** begin Materials provided **

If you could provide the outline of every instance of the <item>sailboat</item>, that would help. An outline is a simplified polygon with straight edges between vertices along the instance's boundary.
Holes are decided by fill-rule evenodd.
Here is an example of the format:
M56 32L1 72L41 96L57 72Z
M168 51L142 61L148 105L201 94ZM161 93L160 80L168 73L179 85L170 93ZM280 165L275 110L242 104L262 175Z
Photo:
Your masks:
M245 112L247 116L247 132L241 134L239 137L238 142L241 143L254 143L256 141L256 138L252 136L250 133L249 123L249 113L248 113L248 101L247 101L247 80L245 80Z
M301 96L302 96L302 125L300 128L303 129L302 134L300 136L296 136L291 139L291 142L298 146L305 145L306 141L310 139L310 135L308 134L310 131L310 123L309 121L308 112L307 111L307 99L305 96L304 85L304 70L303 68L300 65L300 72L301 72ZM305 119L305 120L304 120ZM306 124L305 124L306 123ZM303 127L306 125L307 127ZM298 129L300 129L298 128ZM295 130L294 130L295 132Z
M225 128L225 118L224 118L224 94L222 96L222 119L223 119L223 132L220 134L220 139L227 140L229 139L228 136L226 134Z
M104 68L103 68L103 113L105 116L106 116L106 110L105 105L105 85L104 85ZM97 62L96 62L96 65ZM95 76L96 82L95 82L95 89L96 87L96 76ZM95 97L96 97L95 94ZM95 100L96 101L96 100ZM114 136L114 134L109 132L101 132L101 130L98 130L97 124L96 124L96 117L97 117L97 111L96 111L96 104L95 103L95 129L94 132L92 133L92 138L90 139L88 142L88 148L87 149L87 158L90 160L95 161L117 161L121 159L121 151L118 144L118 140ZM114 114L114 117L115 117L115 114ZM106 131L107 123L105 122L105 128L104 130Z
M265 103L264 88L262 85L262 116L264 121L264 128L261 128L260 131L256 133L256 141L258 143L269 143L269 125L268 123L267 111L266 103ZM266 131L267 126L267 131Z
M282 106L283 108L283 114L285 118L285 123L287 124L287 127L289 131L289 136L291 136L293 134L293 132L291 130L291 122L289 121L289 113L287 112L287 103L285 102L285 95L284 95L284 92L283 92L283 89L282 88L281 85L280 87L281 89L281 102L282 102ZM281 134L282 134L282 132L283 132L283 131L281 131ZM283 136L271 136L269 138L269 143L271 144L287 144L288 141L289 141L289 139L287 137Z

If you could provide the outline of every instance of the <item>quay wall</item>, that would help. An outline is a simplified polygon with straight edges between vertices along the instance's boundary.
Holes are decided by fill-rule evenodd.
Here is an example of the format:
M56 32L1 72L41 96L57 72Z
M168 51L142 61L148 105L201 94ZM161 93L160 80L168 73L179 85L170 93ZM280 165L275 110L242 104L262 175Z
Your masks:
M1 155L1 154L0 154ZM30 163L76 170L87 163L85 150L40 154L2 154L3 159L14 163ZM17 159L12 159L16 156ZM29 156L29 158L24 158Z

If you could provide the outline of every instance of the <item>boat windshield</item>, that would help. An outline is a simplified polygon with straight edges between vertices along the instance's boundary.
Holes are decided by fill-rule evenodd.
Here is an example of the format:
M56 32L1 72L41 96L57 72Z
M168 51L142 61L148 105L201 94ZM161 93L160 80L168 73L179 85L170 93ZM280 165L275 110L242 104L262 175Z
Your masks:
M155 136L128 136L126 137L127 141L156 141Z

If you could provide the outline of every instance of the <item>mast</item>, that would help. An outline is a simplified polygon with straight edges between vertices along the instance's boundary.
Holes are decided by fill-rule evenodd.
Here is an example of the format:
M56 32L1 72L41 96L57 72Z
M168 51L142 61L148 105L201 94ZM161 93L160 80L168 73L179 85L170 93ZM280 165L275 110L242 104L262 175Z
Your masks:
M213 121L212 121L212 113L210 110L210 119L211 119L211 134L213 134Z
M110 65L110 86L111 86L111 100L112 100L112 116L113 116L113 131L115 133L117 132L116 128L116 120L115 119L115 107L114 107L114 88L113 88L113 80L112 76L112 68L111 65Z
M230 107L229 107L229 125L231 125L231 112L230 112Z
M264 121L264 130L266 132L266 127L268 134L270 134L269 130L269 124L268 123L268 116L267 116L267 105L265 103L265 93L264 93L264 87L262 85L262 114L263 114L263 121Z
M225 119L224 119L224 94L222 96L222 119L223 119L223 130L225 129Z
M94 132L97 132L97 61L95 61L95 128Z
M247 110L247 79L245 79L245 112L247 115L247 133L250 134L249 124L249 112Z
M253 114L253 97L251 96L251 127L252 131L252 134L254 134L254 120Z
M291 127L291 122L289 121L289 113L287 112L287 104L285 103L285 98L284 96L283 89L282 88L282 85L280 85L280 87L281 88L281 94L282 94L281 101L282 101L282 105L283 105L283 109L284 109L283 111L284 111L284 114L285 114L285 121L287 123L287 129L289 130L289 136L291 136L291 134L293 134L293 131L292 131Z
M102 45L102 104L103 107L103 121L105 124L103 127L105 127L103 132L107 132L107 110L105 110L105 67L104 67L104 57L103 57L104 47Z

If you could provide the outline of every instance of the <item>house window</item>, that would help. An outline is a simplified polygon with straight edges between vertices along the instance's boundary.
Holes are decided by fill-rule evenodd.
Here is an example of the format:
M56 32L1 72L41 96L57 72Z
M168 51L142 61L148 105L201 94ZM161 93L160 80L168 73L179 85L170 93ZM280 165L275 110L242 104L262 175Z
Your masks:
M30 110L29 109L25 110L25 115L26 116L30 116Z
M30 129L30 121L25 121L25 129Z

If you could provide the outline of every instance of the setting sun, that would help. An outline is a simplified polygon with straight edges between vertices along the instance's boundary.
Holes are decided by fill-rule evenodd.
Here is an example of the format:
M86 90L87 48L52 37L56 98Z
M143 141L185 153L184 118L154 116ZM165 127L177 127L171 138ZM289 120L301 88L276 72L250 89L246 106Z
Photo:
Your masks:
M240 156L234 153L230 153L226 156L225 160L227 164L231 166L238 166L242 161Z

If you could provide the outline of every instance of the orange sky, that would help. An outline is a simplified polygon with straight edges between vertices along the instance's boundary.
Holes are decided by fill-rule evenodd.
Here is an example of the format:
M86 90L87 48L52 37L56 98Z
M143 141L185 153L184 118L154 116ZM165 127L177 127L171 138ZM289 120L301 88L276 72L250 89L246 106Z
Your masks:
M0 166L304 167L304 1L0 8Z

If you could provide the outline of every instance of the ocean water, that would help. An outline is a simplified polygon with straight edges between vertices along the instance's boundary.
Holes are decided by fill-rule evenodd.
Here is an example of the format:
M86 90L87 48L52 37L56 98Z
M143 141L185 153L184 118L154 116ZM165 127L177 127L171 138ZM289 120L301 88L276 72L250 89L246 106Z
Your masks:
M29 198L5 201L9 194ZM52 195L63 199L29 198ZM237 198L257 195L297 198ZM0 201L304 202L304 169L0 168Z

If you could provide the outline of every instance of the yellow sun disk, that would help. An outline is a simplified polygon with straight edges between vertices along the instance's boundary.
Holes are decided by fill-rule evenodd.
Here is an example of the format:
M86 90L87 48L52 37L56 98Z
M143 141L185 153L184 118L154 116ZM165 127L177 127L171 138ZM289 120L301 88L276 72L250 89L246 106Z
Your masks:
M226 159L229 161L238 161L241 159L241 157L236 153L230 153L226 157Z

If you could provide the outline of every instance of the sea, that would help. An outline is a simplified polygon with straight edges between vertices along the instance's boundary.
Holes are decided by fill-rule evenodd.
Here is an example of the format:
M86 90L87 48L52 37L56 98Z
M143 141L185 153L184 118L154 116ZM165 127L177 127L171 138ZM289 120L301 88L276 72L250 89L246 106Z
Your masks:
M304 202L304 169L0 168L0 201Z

** end Materials provided **

● **Given instruction**:
Please go through all of the entries above and swap "straight edges" for "line segments", leaving everything else unchanged.

● **Problem solution**:
If you could provide the outline of every instance of the <item>sailboat</item>, that would help. An outline is a simplified polygon with line segments between vertices along the instance's boundary.
Holes are decided by fill-rule evenodd.
Here is an example of the format:
M56 32L1 72L41 96L57 72Z
M168 51L142 61L148 105L201 94ZM161 93L160 80L168 73L179 85L170 93ZM280 165L275 110L242 104L262 175Z
Photo:
Your masks:
M245 112L247 116L247 132L241 134L239 137L238 142L241 143L254 143L256 141L256 138L252 136L250 133L249 123L249 113L248 113L248 101L247 101L247 80L245 80Z
M301 96L302 96L302 125L300 128L303 129L302 134L300 136L296 136L291 139L291 142L298 146L305 145L306 141L310 139L310 135L308 134L310 131L310 123L309 121L308 112L307 111L307 99L305 96L304 85L304 70L303 68L300 65L300 72L301 72ZM305 119L305 120L304 120ZM306 124L305 124L306 123ZM303 127L306 125L307 127ZM298 129L300 129L298 128ZM295 130L294 130L295 132Z
M225 128L225 118L224 118L224 94L222 96L222 119L223 119L223 132L220 134L220 139L227 140L229 139L228 136L226 134Z
M104 68L103 68L103 113L105 116L106 116L106 110L105 105L105 85L104 85ZM97 62L96 62L96 65ZM95 76L96 82L95 82L95 89L96 87L96 76ZM95 97L96 97L95 94ZM95 100L96 101L96 100ZM114 136L114 134L109 132L101 132L101 130L98 130L97 124L96 124L96 117L97 117L97 111L96 111L96 104L95 103L95 129L94 132L92 133L92 138L90 139L88 142L88 148L87 149L87 158L90 160L95 161L117 161L121 159L121 151L118 144L118 140ZM114 114L114 117L115 117L115 114ZM106 131L107 123L105 122L105 128L104 130Z
M265 103L264 88L262 85L262 116L264 121L264 128L261 128L260 131L256 133L256 141L258 143L269 143L269 125L268 123L267 111L266 103ZM266 131L267 126L267 131Z
M282 106L283 108L283 114L285 118L285 123L287 124L287 127L289 131L289 136L291 136L293 134L293 132L291 130L291 122L289 121L289 113L287 112L287 103L285 102L285 95L284 95L284 92L283 92L283 89L282 88L281 85L280 87L281 89L281 102L282 102ZM281 134L282 134L282 132L283 132L283 131L281 131ZM283 136L271 136L269 138L269 143L271 144L287 144L288 141L289 141L289 139L287 137Z

If you could provide the outline of every instance of the <item>quay wall</item>, that would help. An outline is a simplified polygon with line segments between vertices along the instance's boundary.
Holes are decided by fill-rule evenodd.
Here is an example of the format:
M56 32L1 72L41 96L57 72Z
M168 51L142 61L148 105L201 94ZM161 93L160 80L168 73L179 85L170 93ZM280 165L275 110L242 104L262 175Z
Your masks:
M1 155L1 154L0 154ZM30 163L76 170L87 163L85 150L40 154L2 154L3 159L14 163ZM17 159L12 159L16 156ZM29 156L29 158L24 158Z

If you could provide the outline of every instance of the <item>boat windshield</item>, that would help. An outline is a simplified polygon with line segments between vertices along the instance's boundary.
Holes are decided by fill-rule evenodd.
Here is an example of the format:
M56 32L1 72L41 96L57 72Z
M168 51L142 61L148 105L201 94ZM161 93L160 80L168 73L179 85L170 93ZM280 165L275 110L242 104L262 175Z
Your masks:
M155 136L128 136L126 137L127 141L156 141Z

If you could provide the outline of every instance of the <item>mast</item>, that would help. An outline is a simplified polygon with line segments between vertices along the instance's boundary.
Holes are decided by fill-rule evenodd.
Here is an example of the format:
M56 32L1 72L41 96L57 72Z
M168 51L142 61L148 105L201 94ZM161 93L160 80L168 73L179 85L170 93ZM280 165L275 110L242 104L262 175Z
Your masks:
M213 121L212 121L212 113L210 110L210 119L211 119L211 134L213 134Z
M110 65L110 86L111 86L111 100L112 100L112 116L113 116L113 131L115 133L117 132L116 128L116 120L115 119L115 107L114 107L114 88L113 88L113 80L112 76L112 68L111 65Z
M230 107L229 107L229 125L231 125L231 112L230 112Z
M264 121L264 130L266 132L266 127L268 134L270 134L269 130L269 124L268 123L268 116L267 116L267 105L265 103L265 93L264 93L264 87L262 85L262 114L263 114L263 121Z
M225 119L224 119L224 94L222 96L222 119L223 119L223 130L225 129Z
M94 132L97 132L97 61L95 61L95 128Z
M247 110L247 79L245 79L245 112L247 115L247 133L250 134L249 124L249 112Z
M253 114L253 97L251 96L251 127L252 131L252 134L254 134L254 120Z
M291 127L291 122L289 121L289 113L287 112L287 104L285 103L285 98L284 96L283 89L282 88L282 85L280 85L280 87L281 88L281 94L282 94L281 101L282 101L282 105L283 105L283 109L284 109L283 111L284 111L284 114L285 114L285 121L287 123L287 129L289 130L289 136L291 136L291 134L293 134L293 131L292 131Z
M102 45L102 104L103 107L103 121L105 124L103 127L105 127L103 132L107 132L107 110L105 110L105 67L104 67L104 57L103 57L104 47Z

If you could provide the outline of every instance of the <item>house window</item>, that would help. An outline is a simplified polygon with line segments between vertices along the instance's boundary.
Holes are decided by fill-rule evenodd.
Here is an example of the format:
M56 32L1 72L41 96L57 72Z
M168 51L142 61L148 105L201 94ZM161 93L160 80L168 73L179 85L170 93ZM280 165L275 110L242 104L262 175Z
Your masks:
M30 110L29 109L25 110L25 115L26 116L30 116Z
M30 129L30 121L25 121L25 129Z

If you could provide the outline of every instance of the setting sun, that would help. An outline is a simplified polygon with line segments between vertices along the instance's boundary.
Holes are decided by fill-rule evenodd.
Here is an example of the format:
M86 90L87 48L52 37L56 98Z
M143 141L185 153L184 118L154 116ZM165 127L177 127L171 138ZM289 120L301 88L276 72L250 89L246 106Z
Photo:
Your masks:
M240 156L234 153L230 153L226 156L225 160L227 164L231 166L238 166L242 161Z

If you could provide the outline of every instance of the orange sky, that would help. An outline is a simplified polygon with line segments between vertices along the instance's boundary.
Holes are decided by fill-rule evenodd.
Here is an example of the format:
M86 90L87 48L52 37L56 98Z
M143 141L185 153L184 118L154 116ZM165 127L177 127L171 138ZM289 120L301 88L276 72L250 89L246 106Z
Your masks:
M0 166L304 167L304 1L0 8Z

If you could provide the outline of every instance of the ocean water, that would help. An outline is a simplified polygon with line segments between vertices along the instance's boundary.
Holes are decided by fill-rule evenodd.
Here is an example of the format:
M86 90L87 48L52 37L56 98Z
M143 141L185 153L184 118L154 116ZM165 127L177 127L171 138ZM289 120L301 88L276 72L250 89L246 106Z
Your masks:
M29 198L5 201L9 194ZM52 195L63 199L29 198ZM237 198L257 195L297 198ZM0 201L304 202L304 169L0 168Z

If you could provide the outline of every instance of the yellow sun disk, that would help. An outline is a simplified polygon with line segments between vertices along the instance's boundary.
Holes are decided by fill-rule evenodd.
Here is an example of the format:
M86 90L87 48L52 37L56 98Z
M143 141L185 153L184 118L154 116ZM165 127L177 127L171 138ZM289 120L301 88L276 72L250 89L246 106Z
Your masks:
M226 159L229 161L238 161L241 159L241 157L236 153L230 153L226 157Z

If you could provide the outline of every instance of the sea, that would help. An outline is a simplified polygon with line segments between vertices along the instance's boundary.
Holes are decided by fill-rule evenodd.
Here is an example of the format:
M86 90L87 48L52 37L56 98Z
M143 141L185 153L184 118L154 116ZM165 127L177 127L171 138ZM289 120L301 88L276 72L250 89L246 106Z
Your masks:
M304 202L304 169L0 168L0 201Z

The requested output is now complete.